Only the lines from the line containing "Tag every instance of the distant mountain" through the final line of the entries should be printed, exactly as given, with the pictures left out.

— begin RECORDED INFORMATION —

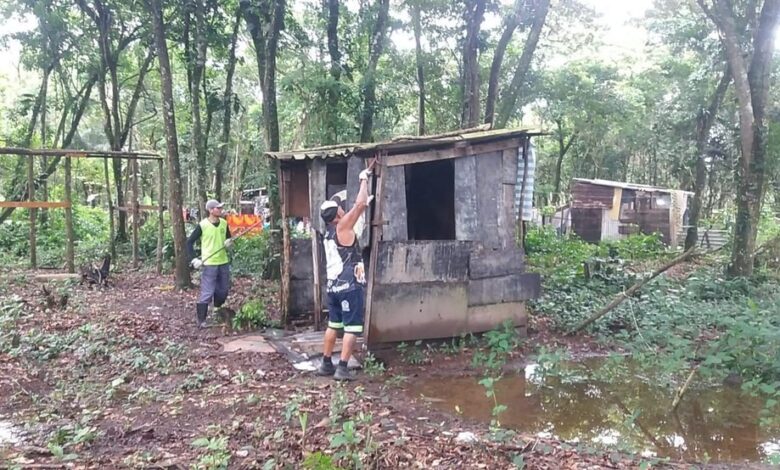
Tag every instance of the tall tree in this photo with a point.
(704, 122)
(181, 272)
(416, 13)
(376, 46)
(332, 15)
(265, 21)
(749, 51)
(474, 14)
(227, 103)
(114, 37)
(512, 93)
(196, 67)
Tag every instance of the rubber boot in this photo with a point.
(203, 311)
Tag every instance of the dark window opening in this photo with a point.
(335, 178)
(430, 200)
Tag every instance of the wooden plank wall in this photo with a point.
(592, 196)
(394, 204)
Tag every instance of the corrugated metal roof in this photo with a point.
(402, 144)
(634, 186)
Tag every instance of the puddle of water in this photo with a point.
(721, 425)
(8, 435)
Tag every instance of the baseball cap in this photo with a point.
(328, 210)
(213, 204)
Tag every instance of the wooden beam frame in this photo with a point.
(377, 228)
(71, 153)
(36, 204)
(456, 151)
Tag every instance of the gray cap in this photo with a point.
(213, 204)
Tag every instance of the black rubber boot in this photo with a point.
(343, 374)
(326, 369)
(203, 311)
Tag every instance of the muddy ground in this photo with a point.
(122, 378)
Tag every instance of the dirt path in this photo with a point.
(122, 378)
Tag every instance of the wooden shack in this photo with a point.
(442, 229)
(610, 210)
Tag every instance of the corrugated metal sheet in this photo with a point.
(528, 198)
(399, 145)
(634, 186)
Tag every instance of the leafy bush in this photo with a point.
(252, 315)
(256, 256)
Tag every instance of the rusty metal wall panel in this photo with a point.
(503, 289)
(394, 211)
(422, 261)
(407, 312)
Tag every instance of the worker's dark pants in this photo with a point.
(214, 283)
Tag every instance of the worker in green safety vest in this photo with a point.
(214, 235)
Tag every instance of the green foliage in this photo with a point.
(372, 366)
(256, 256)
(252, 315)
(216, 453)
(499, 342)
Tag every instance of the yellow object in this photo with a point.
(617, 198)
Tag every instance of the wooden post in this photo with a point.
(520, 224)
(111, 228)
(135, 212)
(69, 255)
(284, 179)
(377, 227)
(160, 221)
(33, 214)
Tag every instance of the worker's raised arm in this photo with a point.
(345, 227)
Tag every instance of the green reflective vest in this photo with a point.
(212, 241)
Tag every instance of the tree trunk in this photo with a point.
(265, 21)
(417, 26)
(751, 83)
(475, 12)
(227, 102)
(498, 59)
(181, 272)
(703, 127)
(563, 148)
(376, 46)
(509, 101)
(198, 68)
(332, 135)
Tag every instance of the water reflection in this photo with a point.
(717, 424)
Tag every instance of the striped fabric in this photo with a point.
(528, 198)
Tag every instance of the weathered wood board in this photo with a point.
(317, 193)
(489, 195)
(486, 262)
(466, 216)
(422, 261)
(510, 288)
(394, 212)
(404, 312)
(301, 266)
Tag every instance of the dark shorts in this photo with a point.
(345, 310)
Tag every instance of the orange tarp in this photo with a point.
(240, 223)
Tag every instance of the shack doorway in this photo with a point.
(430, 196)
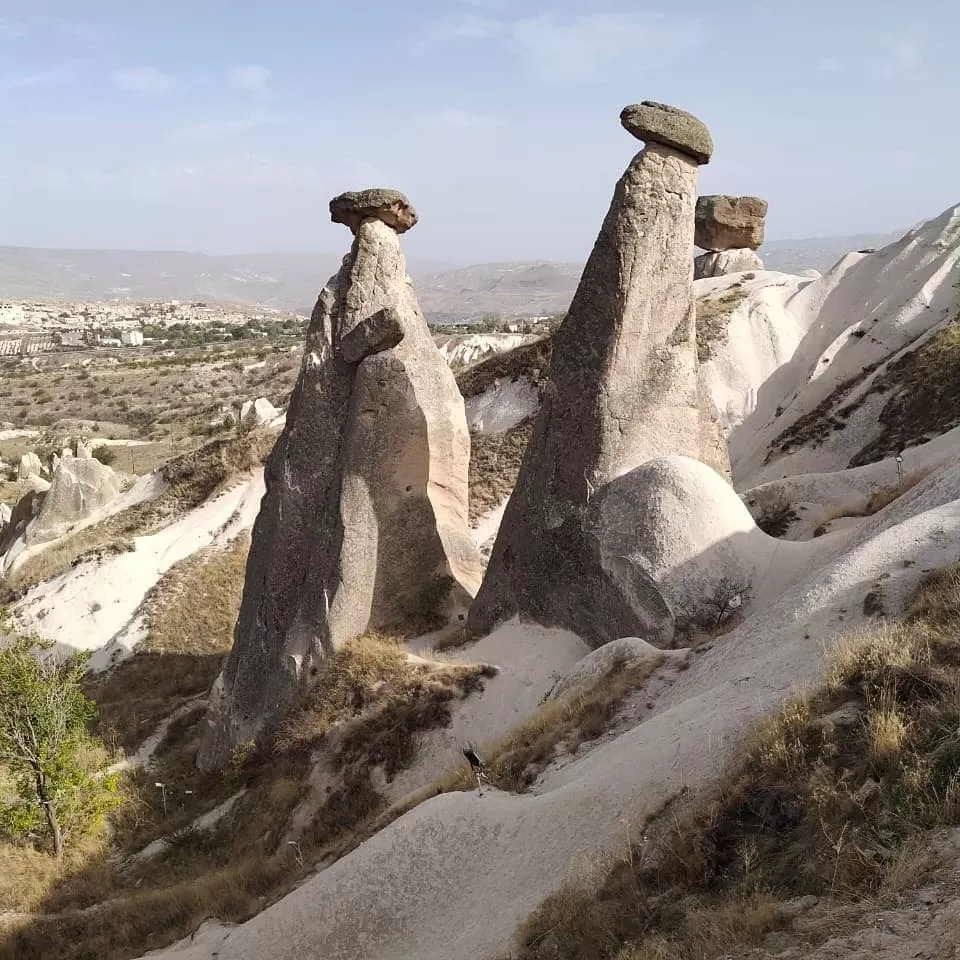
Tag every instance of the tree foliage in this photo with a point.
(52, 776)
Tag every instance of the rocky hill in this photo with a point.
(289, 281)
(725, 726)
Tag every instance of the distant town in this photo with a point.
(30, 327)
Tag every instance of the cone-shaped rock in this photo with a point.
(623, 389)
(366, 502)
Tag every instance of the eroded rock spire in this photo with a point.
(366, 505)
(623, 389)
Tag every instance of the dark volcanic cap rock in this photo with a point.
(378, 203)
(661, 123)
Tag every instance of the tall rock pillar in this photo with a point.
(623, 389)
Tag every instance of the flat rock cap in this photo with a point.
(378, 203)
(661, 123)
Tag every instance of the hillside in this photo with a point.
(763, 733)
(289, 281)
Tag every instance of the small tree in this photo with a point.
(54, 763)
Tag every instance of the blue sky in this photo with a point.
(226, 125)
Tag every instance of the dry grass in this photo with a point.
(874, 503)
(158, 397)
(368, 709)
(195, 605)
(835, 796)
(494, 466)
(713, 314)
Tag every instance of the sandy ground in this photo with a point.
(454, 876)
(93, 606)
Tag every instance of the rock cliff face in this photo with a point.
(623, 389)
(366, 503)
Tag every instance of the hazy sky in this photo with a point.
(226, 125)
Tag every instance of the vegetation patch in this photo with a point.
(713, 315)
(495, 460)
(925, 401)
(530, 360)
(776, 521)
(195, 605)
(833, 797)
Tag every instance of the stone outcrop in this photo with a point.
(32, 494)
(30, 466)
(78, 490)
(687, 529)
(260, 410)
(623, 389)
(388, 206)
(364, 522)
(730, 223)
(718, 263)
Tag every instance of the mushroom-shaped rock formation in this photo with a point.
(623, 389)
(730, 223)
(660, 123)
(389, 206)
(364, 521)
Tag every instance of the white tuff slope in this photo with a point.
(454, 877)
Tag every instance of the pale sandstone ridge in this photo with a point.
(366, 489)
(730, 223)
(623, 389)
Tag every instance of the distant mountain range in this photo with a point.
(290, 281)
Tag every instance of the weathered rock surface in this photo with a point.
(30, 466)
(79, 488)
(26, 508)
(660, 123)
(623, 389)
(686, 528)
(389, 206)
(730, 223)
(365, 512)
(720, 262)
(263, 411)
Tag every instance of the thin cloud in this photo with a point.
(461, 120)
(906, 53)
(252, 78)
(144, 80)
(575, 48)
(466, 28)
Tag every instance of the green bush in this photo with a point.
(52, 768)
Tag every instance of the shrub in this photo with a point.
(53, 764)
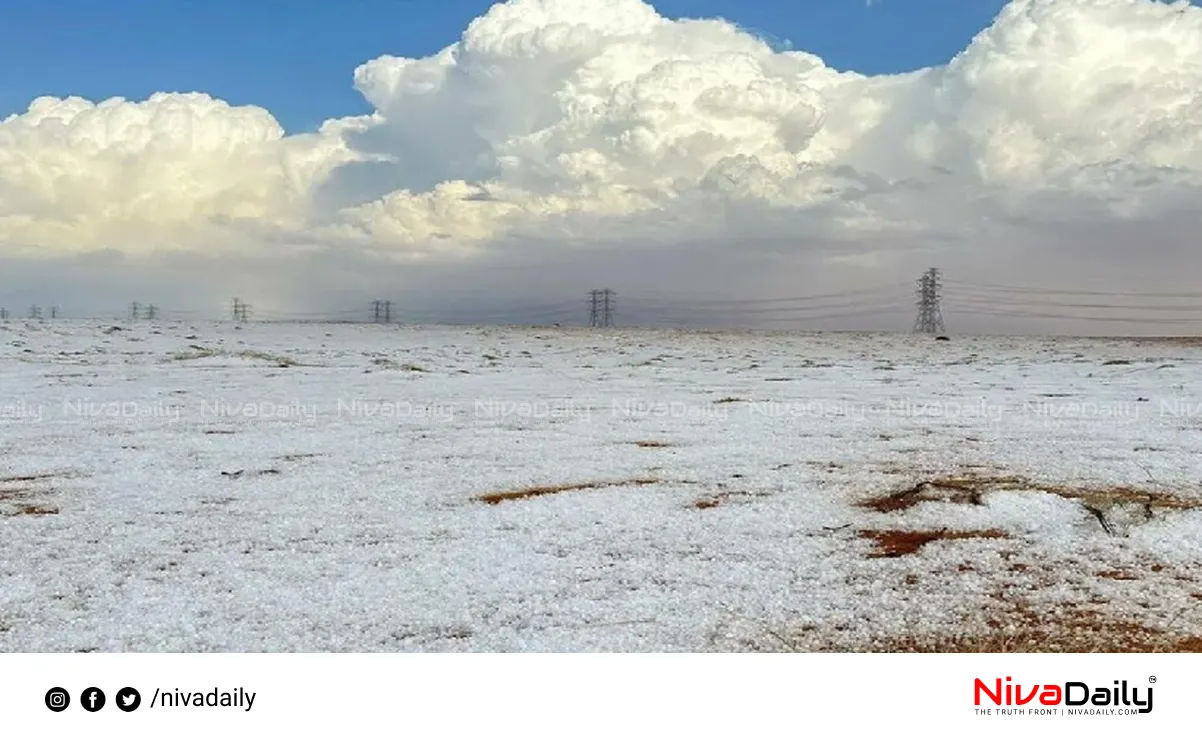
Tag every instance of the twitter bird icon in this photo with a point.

— end RECORDED INFORMATION —

WRITTEN SOLUTION:
Tag every instance of the distant mountain range in this photo with a point.
(290, 281)
Tag every instance of the weathered rock surface in this photo with a point.
(30, 466)
(79, 488)
(26, 508)
(660, 123)
(623, 389)
(686, 528)
(389, 206)
(730, 223)
(365, 512)
(720, 262)
(263, 411)
Tag every instance of the thin cloud in this photo with a point.
(461, 120)
(906, 53)
(252, 78)
(144, 80)
(575, 48)
(466, 28)
Tag every instance of the green bush in this photo with a point.
(52, 768)
Tag every instance of the shrub in this photo with a point.
(53, 764)
Tag every instance of the twitter bird icon in this photo with a point.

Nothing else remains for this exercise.